EXCERPT TO READ
——————

I’m on XP Home SP3, running Avast free 7.0.1466.
Often, updates are performed while my screensaver is running, so I don’t see the update popups.
Sometimes, when I’m working on my computer, and the screensaver ist NOT running,
I get these green update popups combined with advertising messages.
Strangely, those ads don’t appear each time.
But sound is ok, i.e. no double messages.
I can’t post a screenshot, because “Show last popup” is grayed out right now
and because the last popup I saw was without an ad anyway.
Advertising in the settings window of Avast is ok for me, but absolutely not in the popups.
Pleeeease, Avast developers, stop this or tell me what I can do to get rid of these terribly annoying ads?
The ad isn’t going away. People have been complaining about if for a long time now. You’ll have to a) live with it, b) disable that slider, c) use sound only, or d) check definition version manually. But personally, I have a feeling we’re gonna be seeing a lot more advertising, not less.
I’m not 100% positive it’s possible, but you can try disabling the definition update slider: Settings>Updates>Details>Show notification update after automatic update. Keep sound enabled and see what happens. It may not work but you could try it.
I once disabled the slider, but as far as I remember, there was no sound either.
Not quite sure about that though…
I quess, I should try once more to verify.
Since avast gets all of their “paid” subscriptions by word of mouth and not by pre-installing their products I see no harm with advertisements. They do have a right to make a profit. Try GUI>Settings>Pop-Ups. Or Settings>Community
There is one line of thought I see and that is when I go anywhere I am bombarded by advertising. Be it billboards, or signs of any kind.
If the pop-up bugs you that much click on the “x” in the upper right corner of the pop-up to close it. Like I said avast has a right to make a profit. A pop-up is a very tiny price to pay for the superior protection that avast offers.
Sorry, to disagree but Avast has ads in the GUI already and no-one complains about that.
But those ads in the GUI should be enough.
Additional ads in the popups, that’s no advertising, that’s just begging and terribly annoying.
And as long as I get annoyed like this, I would never ever consider to pay for this or any other product doing the same.
Nowadays you get bombarded with ads everywhere, so massively, that it’s driving you totally nuts. >:(
I have no problem with the current type of Ads in the free version.

——————

Point-per-instance location data
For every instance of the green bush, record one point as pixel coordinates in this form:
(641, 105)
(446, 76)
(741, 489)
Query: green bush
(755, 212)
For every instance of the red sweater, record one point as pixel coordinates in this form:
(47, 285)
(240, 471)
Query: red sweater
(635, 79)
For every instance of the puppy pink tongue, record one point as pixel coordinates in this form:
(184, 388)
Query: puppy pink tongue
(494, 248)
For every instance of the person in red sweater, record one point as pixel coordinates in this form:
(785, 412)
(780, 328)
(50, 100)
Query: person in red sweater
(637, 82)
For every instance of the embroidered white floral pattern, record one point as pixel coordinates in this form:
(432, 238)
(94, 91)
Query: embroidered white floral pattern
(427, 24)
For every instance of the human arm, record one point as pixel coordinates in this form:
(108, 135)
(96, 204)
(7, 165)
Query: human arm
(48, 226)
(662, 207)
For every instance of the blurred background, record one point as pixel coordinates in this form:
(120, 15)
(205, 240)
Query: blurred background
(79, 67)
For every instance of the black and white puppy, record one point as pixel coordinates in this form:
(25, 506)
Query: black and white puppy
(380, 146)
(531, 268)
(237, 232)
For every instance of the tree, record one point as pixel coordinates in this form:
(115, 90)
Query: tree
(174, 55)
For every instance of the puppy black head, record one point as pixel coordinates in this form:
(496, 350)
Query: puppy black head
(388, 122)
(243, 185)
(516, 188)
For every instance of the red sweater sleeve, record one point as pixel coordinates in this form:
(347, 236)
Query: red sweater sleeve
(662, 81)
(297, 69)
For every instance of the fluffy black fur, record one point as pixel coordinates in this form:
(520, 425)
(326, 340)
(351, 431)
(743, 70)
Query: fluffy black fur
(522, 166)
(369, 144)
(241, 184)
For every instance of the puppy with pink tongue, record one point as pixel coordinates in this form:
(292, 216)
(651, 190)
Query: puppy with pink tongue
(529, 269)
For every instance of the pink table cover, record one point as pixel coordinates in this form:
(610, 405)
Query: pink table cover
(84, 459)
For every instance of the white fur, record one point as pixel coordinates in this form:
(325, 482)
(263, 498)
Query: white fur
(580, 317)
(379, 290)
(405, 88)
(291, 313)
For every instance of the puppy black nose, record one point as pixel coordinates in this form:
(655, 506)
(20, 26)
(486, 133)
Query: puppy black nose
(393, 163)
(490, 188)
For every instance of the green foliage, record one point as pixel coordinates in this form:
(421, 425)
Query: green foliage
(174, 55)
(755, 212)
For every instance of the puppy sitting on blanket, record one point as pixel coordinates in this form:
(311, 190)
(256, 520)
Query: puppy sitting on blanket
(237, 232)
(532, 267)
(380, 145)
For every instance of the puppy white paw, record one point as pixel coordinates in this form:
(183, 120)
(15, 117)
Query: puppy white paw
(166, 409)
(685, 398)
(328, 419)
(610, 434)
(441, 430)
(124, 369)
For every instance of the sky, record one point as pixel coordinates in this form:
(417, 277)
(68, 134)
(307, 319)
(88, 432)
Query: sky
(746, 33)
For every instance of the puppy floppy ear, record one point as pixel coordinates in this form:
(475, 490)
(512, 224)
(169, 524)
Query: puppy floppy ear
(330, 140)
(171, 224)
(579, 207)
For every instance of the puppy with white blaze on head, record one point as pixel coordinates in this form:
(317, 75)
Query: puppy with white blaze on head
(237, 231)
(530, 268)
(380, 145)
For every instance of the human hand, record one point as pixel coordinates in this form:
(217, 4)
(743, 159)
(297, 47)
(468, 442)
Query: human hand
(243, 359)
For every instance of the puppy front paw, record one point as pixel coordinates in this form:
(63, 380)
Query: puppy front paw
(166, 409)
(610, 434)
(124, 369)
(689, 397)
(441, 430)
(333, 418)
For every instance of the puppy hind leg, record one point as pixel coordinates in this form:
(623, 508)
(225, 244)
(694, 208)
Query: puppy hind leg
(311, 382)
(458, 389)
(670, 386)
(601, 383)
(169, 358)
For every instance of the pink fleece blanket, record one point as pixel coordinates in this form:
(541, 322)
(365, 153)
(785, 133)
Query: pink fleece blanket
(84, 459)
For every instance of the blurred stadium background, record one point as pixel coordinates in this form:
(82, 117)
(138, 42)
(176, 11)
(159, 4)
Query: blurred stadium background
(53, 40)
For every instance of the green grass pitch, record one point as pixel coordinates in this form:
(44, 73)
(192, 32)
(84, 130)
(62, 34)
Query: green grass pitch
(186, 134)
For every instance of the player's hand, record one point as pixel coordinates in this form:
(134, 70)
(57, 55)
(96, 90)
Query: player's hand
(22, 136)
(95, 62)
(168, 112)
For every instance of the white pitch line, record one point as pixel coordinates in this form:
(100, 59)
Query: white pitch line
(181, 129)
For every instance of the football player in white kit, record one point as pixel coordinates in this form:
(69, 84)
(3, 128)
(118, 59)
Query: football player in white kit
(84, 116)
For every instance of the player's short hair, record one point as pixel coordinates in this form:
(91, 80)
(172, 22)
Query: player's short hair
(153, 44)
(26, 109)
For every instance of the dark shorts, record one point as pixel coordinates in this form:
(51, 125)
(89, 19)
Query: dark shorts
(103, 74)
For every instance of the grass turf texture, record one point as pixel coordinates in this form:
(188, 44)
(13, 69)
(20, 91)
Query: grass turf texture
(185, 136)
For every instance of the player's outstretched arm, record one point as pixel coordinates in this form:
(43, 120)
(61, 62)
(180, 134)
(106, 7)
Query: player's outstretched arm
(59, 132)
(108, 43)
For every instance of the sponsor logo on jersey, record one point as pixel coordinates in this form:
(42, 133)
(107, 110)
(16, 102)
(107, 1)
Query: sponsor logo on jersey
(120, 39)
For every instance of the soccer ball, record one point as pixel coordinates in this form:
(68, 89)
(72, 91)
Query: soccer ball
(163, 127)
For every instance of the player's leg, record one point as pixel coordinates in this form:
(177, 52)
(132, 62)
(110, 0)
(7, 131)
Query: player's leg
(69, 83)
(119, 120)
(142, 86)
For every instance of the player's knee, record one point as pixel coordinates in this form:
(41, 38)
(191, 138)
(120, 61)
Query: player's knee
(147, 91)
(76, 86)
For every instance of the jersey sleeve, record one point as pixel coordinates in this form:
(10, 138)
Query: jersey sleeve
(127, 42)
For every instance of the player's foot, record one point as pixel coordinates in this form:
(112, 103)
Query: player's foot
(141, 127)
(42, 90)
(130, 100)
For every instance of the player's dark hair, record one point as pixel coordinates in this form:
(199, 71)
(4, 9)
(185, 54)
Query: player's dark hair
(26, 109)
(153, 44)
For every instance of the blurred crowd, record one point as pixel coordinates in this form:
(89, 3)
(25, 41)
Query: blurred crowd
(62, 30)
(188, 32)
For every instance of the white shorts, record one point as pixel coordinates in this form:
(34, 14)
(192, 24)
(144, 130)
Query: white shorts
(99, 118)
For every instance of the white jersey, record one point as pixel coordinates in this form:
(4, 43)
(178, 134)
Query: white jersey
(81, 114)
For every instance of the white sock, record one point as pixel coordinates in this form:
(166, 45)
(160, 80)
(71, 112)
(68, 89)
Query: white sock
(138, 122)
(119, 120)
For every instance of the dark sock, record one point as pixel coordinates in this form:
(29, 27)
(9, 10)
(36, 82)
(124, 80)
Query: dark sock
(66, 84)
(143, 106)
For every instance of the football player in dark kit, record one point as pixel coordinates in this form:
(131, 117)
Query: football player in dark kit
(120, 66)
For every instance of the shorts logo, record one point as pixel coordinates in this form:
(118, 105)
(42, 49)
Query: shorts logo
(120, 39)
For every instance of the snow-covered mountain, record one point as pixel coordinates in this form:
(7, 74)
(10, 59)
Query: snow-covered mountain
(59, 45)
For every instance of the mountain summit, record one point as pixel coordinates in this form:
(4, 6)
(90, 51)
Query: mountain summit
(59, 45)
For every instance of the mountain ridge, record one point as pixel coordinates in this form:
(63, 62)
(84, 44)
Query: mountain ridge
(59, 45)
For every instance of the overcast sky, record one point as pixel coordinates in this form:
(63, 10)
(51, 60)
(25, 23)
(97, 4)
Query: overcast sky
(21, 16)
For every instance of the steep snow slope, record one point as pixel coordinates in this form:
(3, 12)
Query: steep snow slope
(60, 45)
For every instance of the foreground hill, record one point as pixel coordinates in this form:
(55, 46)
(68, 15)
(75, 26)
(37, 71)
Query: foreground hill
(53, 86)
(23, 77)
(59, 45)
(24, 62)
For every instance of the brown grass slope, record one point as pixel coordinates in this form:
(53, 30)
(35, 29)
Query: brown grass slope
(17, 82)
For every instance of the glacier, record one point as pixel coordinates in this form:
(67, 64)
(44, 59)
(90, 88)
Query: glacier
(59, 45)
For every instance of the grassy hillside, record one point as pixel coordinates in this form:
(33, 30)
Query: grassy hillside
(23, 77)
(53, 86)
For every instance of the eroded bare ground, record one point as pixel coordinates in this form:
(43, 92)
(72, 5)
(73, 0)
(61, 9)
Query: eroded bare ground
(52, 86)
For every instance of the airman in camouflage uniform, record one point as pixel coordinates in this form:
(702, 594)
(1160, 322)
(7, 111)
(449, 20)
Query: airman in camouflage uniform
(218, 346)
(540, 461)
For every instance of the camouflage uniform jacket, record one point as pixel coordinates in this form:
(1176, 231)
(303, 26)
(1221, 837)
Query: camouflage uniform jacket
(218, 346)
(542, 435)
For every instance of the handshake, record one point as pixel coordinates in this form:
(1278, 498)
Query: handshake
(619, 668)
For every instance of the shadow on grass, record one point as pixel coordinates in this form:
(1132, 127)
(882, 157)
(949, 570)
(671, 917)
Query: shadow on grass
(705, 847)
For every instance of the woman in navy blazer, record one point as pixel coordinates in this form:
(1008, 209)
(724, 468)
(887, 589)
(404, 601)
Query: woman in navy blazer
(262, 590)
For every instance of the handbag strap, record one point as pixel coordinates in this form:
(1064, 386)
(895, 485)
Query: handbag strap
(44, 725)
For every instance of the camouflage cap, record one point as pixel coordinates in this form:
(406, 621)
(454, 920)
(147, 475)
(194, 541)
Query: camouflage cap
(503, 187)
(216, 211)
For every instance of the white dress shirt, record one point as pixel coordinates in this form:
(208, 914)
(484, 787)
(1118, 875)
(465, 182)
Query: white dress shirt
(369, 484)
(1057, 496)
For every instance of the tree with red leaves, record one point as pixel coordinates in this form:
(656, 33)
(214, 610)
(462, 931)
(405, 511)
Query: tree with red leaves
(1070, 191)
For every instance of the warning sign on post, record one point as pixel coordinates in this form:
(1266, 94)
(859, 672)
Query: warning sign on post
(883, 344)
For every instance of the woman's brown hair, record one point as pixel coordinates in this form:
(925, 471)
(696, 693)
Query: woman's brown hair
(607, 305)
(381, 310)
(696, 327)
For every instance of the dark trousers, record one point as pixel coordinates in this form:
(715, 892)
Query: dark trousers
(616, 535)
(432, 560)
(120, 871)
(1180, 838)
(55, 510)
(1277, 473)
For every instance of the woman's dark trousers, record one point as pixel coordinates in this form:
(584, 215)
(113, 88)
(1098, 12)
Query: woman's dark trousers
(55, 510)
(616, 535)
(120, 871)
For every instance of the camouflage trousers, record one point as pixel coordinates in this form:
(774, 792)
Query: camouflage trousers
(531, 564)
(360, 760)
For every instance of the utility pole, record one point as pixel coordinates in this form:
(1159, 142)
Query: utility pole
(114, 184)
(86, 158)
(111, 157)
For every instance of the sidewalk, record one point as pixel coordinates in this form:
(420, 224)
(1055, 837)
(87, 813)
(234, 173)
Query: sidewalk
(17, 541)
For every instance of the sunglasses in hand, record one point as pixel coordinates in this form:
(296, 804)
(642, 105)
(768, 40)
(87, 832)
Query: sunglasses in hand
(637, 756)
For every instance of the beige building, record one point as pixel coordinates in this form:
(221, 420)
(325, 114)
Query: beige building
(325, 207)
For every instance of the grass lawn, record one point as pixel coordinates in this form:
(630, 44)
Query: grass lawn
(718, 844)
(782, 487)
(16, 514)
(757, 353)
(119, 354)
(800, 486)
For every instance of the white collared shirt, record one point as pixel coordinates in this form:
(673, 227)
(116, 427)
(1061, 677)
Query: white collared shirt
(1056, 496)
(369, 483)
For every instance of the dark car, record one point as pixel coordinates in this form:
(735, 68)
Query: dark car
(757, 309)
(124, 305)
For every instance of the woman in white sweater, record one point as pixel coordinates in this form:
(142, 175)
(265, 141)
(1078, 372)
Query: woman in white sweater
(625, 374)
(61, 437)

——————

HOW TO COMPLETE THIS TASK
Edit the Avast ads discussion between "Not quite sure" and "should be enough.", inclusive, and write that part out again with "billboards" changed to "posters". The entries have nothing to do with this.

SOLUTION FOR THIS PROBLEM
Not quite sure about that though…
I quess, I should try once more to verify.
Since avast gets all of their “paid” subscriptions by word of mouth and not by pre-installing their products I see no harm with advertisements. They do have a right to make a profit. Try GUI>Settings>Pop-Ups. Or Settings>Community
There is one line of thought I see and that is when I go anywhere I am bombarded by advertising. Be it posters, or signs of any kind.
If the pop-up bugs you that much click on the “x” in the upper right corner of the pop-up to close it. Like I said avast has a right to make a profit. A pop-up is a very tiny price to pay for the superior protection that avast offers.
Sorry, to disagree but Avast has ads in the GUI already and no-one complains about that.
But those ads in the GUI should be enough.